start QUOTED TEXT

I have one of those mag holders, I drilled and tapped a hole in the side of it to mount a 1" travel indicator, it works well.


----------



## darkzero (May 21, 2020)

I like the round type & the blue ones are cheap, less than $10.


----------



## Mitch Alsup (May 21, 2020)

darkzero said:


> I like the round type & the blue ones are cheap, less than $10.
> View attachment 324987



That is exactly how I do it.

But it brings up a point. I am thinking about making a carriage stop that connects into the motor (FW,off,ReV) bar so when the carriage gets to the stop the motor is turned off. A simple mechanical translation of carriage movement into rotation on the motor bar.


----------



## Todd Adams (May 22, 2020)

You can do that with a RIB relay and 24vac xformer.


----------



## epanzella (May 23, 2020)

end QUOTED TEXT

TASK INSTRUCTIONS >>
1. Quote the forum thread about carriage stops word for word, starting at "I have one of" and stopping after "darkzero (May 21, 2020)".
2. Continue the forum thread about carriage stops from the point where it stops.

start GIVEN DATA

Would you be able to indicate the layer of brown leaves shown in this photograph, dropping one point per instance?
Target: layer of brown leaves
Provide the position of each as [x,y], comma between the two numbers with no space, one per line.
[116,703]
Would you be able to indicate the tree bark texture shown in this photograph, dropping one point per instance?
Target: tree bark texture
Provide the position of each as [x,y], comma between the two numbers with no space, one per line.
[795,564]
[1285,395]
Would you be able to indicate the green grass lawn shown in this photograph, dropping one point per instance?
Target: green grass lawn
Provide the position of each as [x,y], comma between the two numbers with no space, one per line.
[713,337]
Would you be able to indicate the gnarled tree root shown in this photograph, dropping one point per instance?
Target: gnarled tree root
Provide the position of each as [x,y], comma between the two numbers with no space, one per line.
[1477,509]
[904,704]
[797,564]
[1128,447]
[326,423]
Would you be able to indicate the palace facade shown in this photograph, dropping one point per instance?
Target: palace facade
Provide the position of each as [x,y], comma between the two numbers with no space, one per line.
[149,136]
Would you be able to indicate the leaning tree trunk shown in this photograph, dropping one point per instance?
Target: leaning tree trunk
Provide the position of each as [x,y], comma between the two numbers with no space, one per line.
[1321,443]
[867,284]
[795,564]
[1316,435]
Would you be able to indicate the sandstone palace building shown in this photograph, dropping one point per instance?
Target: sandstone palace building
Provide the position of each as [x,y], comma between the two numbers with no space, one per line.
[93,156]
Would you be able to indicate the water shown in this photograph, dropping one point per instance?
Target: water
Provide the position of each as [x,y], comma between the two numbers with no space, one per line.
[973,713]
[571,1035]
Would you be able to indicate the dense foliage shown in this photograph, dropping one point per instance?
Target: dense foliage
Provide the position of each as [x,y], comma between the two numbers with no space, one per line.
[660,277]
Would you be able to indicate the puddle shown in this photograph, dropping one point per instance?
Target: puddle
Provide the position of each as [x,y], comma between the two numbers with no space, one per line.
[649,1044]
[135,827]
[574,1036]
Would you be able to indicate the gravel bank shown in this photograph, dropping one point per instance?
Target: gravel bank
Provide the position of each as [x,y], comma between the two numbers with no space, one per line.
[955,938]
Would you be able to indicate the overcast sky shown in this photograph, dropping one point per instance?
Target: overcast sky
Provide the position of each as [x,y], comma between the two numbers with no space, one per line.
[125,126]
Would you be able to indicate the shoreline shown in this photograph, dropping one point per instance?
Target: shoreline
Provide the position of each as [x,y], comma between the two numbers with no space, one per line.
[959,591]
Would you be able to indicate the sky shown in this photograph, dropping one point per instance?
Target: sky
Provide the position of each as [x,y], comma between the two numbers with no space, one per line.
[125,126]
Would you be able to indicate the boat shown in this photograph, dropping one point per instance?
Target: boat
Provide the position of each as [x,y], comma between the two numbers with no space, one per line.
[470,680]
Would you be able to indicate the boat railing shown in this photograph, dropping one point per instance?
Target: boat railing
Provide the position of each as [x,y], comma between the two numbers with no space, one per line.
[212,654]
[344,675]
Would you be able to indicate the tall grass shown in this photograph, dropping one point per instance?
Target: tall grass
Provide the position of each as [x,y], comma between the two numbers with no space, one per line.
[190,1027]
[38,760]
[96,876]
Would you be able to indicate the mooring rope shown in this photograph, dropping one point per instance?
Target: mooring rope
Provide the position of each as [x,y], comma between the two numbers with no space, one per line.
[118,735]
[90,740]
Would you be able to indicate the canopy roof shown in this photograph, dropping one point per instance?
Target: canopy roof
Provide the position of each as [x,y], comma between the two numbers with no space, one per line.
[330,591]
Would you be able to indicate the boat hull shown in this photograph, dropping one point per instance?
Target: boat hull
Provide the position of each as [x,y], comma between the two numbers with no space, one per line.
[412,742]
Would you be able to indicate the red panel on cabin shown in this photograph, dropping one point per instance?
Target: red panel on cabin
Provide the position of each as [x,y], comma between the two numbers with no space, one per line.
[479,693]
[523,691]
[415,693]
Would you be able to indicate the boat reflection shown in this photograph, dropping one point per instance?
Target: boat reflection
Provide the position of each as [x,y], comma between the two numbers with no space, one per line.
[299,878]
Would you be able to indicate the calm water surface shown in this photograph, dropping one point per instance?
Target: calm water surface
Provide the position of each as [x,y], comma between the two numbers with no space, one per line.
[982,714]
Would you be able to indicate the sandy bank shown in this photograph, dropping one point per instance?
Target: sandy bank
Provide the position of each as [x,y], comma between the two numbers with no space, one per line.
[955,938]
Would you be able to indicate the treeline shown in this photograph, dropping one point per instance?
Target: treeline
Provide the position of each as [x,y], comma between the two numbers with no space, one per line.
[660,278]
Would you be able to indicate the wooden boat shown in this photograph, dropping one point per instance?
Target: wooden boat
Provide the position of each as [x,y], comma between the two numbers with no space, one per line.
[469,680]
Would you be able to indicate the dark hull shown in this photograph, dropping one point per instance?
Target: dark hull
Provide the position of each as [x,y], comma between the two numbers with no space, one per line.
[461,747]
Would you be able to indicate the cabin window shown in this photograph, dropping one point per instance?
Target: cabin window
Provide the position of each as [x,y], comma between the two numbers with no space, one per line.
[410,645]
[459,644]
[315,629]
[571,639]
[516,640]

end GIVEN DATA

RESULTS FOR THE EXERCISE >>
1.
I have one of those mag holders, I drilled and tapped a hole in the side of it to mount a 1" travel indicator, it works well.


----------



## darkzero (May 21, 2020)

2.
How do you deal with the coasting of the lathe after electrical shutoff? The distance the carriage coasts changes with spindle speed, tool load and feed rate. When I need to go right up to a shoulder I kill the power in plenty of time then turn the chuck by hand the rest of the way.


----------



## Mitch Alsup (May 23, 2020)

epanzella said:


> How do you deal with the coasting of the lathe after electrical shutoff? The distance the carriage coasts changes with spindle speed, tool load and feed rate.



Still in the concept stages.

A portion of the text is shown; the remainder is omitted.